Page extract:
In a 9-0 opinion issued by Justice Ruth Bader Ginsburg, the Supreme Court resolved a division among U.S. Courts of Appeals today on whether an owner of a work must first obtain a copyright registration from the Copyright Office before she may file suit for copyright infringement. The Copyright Act requires that “registration of the copyright claim has been made” before suit can be brought, but the U.S. Courts of Appeals were split on whether “registration” has been made when a copyright owner submits the application, materials, and fee required for registration to the Copyright Office, or only when the Copyright Office issues registration. The Supreme Court held that the Copyright Office must grant a registration before a copyright infringement suit is filed, and submitting an application to the Copyright Office is not enough to meet the “registration” requirement.
The case, Fourth Estate Public Benefit Corp. v. Wall-Street.com, LLC, involved a collective journalist news organization, Fourth Estate Public Benefit Corporation, which licensed works to Wall-Street.com, a news website. Fourth Estate sued Wall-Street.com in the U.S. District Court for the Southern District of Florida for copyright infringement of news articles that Wall-Street failed to remove from its website after the parties cancelled their license agreement. The Copyright Act, Title 17 U.S.C. s 411(a), states that “no civil action for infringement of the copyright in any United States work shall be instituted until… registration of the copyright claim has been made in accordance with this title.” Fourth Estate had submitted an application, deposit, and fee to the Copyright Office before filing suit, but the Copyright Office had not yet acted on the application or issued registration. Some circuits, such as the Ninth and Fifth Circuits, had allowed plaintiffs in such circumstances to bring infringement lawsuits against alleged infringers at this stage, taking what is called the “application approach,” whereas other circuits, such as the Eleventh, required that registration be issued by the Copyright Office first, taking what is called the “registration approach.” Judge Robert Scola, Jr. took the “registration approach” and dismissed the case because Fourth Estate had not yet obtained a registration for the works from the Copyright Office. Fourth Estate appealed the Eleventh Circuit and the Eleventh Circuit affirmed the dismissal, noting that “filing an application does not amount to registration.” The Supreme Court agreed to hear the case in June of last year.

Directions:
a – In the article on the Supreme Court's copyright registration ruling, in which court did Fourth Estate first sue Wall-Street.com?
b – Pick up the article on the Supreme Court's copyright registration ruling right after its final sentence and keep writing.

Raw data:
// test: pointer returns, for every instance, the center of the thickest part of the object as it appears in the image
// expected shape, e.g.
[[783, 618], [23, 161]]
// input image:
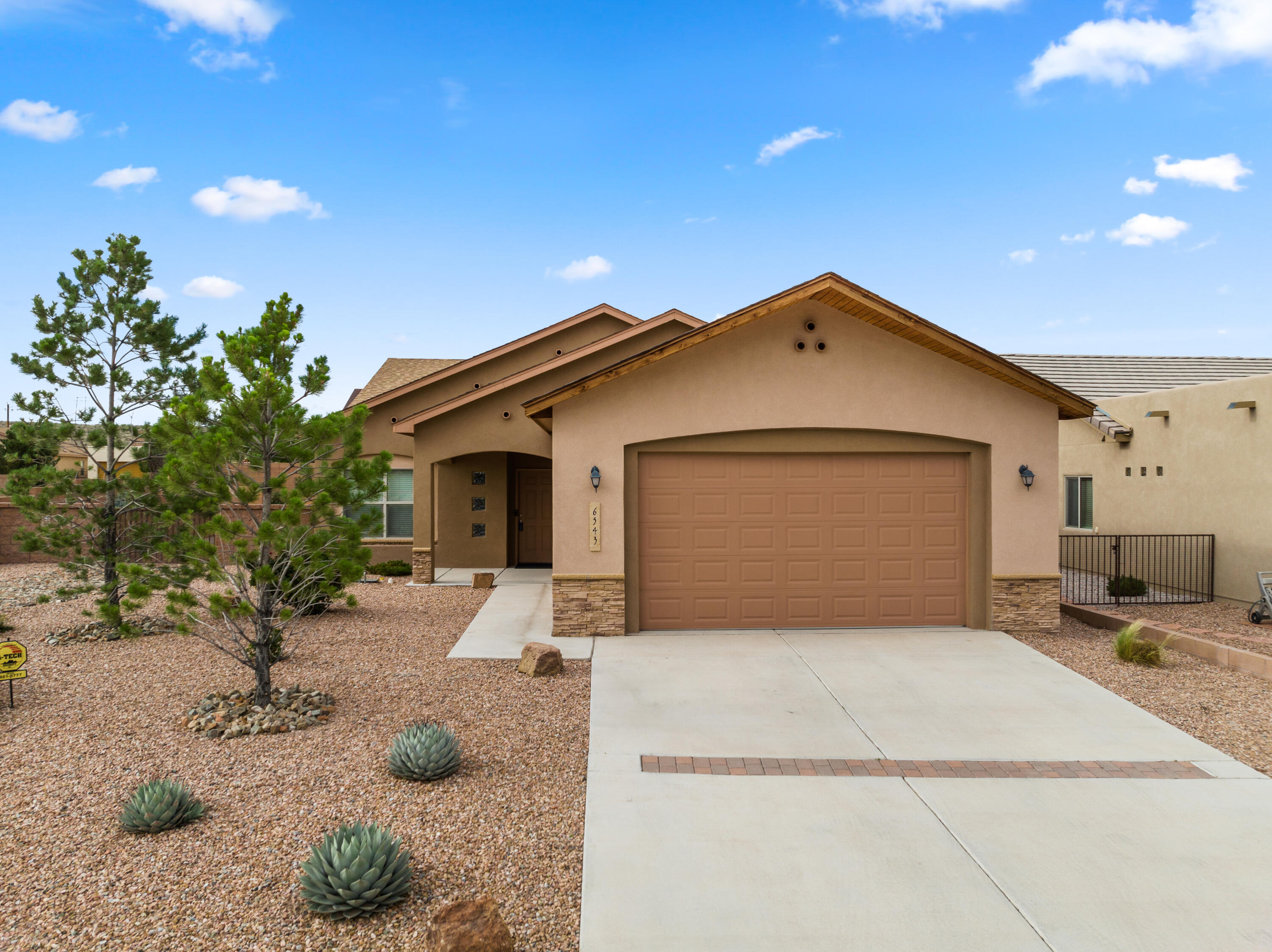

Answers for the tasks:
a – The U.S. District Court for the Southern District of Florida.

b –
Affirming the Eleventh Circuit’s judgment, the Supreme Court unanimously held that under the Copyright Act, a copyright claimant may commence an infringement suit only when the Copyright Office registers a copyright. However, a copyright owner can recover for infringement that occurred both before and after registration.
Fourth Estate argued that a copyright owner may lose the ability of enforce his or her rights if the Copyright Act’s three-year statute of limitations runs out before the Copyright Office acts on his or her application for registration, however, Justice Ginsburg noted that the average processing time for registration applications is seven months, which would leave “ample time to sue after the Register’s decision.”
Justice Ginsburg concluded that the “Copyright Act safeguards copyright owners by vesting them with exclusive rights upon creation of their works and prohibiting infringement from that point forward. To recover for such infringement, copyright owners must simply apply for registration and await the Register’s decision.”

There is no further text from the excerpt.